(Beginning of Text)

For others, it’s a filthy habit they want to give up but can’t, enduring a seemingly endless cycle of stubbing out and then falling off the wagon and lighting up, ending up right back at square one disillusioned and resigned to the fact that smoking will always have a hold over them.

On the other side, this is Vancouver. The city of greenest dreams, jam-packed with health nuts and fitness freaks who wouldn’t dare pollute their bodies with such poison as unfiltered water, let alone nicotine.

What’s worse is that I’ve been guilty of both. As an avid smoker, I could easily get through a pack of 20 on a night out. Smoking became part of my persona as a teen. It was my ‘thing’, stupid as that sounds. I loved everything about it – the way it made me feel, the sense of naive rebelliousness about it all, the social aspect, the ‘having something to go with a cup of coffee, a drink, before a meal, after a meal, before bed, first thing in the morning, on the phone, waiting for a bus, standing in a line-up, lounging in the park’ (before it became illegal – smoking that is, not lounging) – the list goes on and on.

Then, as happens with most addictions, you get sick of it. You’re tired of feeling tired all the time because you can’t move without wheezing or coughing up ‘lung butter’ as my non-smoker partner so (un)affectionately coined it.

But how do you get help? According to a Vancouver Hypnotherapy study, only 28 per cent succeed going cold turkey, six per cent using nicotine patches or gum and even less using prescribed medication, with the greatest success in alternative therapies, such as acupuncture (49 per cent), laser therapy (47 per cent) and hypnotherapy at an impressive 67 to 89 per cent success rate.

(End of Text)

Questions:
• a. Condense the paragraph of the text on quitting smoking that begins "But how do you get help?" into a short list that keeps its main facts.
• b. Write out the part of the text on quitting smoking between "On the other" and "water, let alone nicotine.", inclusive.

(Beginning of Available data)

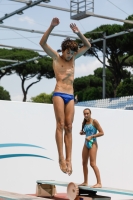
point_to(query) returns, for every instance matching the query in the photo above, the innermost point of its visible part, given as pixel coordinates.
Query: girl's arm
(99, 128)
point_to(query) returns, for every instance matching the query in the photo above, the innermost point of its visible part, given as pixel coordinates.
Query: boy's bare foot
(69, 167)
(83, 184)
(63, 165)
(98, 185)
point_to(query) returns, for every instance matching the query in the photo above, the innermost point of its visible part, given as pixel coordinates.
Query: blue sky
(39, 18)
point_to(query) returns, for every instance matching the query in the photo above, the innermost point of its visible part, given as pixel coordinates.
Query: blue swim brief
(64, 96)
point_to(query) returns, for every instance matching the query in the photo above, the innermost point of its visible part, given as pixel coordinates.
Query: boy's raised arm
(43, 42)
(86, 43)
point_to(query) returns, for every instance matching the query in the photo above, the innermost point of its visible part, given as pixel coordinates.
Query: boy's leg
(85, 157)
(69, 115)
(59, 114)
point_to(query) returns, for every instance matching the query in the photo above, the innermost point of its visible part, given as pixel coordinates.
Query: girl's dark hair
(69, 44)
(84, 121)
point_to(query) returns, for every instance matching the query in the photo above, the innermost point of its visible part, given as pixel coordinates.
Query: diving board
(88, 189)
(4, 195)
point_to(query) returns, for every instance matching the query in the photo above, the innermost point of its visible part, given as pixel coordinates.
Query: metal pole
(20, 10)
(104, 73)
(89, 13)
(22, 62)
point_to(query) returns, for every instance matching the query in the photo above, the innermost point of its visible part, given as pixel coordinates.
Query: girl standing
(89, 128)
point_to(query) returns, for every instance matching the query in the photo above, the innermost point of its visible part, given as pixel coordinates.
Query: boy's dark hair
(69, 44)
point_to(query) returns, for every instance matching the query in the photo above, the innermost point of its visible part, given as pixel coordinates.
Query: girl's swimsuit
(89, 130)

(End of Available data)

Task results:
• a.
Success rates for quitting smoking, according to a Vancouver Hypnotherapy study:
- Going cold turkey: 28 percent
- Nicotine patches or gum: 6 percent
- Prescribed medication: less than 6 percent
- Acupuncture: 49 percent
- Laser therapy: 47 percent
- Hypnotherapy: 67 to 89 percent, the highest success rate of all the methods

• b.
On the other side, this is Vancouver. The city of greenest dreams, jam-packed with health nuts and fitness freaks who wouldn’t dare pollute their bodies with such poison as unfiltered water, let alone nicotine.